Data listing:
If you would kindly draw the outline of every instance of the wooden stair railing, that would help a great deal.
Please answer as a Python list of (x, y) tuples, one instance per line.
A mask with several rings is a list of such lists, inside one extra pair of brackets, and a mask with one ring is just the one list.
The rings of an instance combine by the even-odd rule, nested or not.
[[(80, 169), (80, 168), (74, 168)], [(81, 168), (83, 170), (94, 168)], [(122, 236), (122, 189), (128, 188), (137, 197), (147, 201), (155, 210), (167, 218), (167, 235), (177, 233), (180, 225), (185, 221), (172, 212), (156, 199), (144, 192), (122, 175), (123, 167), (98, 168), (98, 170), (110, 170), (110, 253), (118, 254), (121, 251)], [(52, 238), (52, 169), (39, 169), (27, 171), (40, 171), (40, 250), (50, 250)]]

Goal: Convert all of the material above into a Markdown table with the columns Row and Text. Give each nonblank line its own numbered row and omit blank lines.

Solution for this exercise:
| Row | Text |
|---|---|
| 1 | If you would kindly draw the outline of every instance of the wooden stair railing, that would help a great deal. |
| 2 | Please answer as a Python list of (x, y) tuples, one instance per line. |
| 3 | A mask with several rings is a list of such lists, inside one extra pair of brackets, and a mask with one ring is just the one list. |
| 4 | The rings of an instance combine by the even-odd rule, nested or not. |
| 5 | [[(80, 169), (80, 168), (74, 168)], [(81, 168), (83, 170), (94, 168)], [(122, 236), (122, 189), (128, 188), (137, 197), (147, 201), (155, 210), (167, 218), (167, 235), (177, 233), (180, 225), (185, 221), (172, 212), (156, 199), (144, 192), (122, 175), (123, 167), (98, 168), (98, 170), (110, 170), (110, 253), (118, 254), (121, 251)], [(52, 238), (52, 169), (39, 169), (27, 171), (40, 171), (40, 250), (50, 250)]] |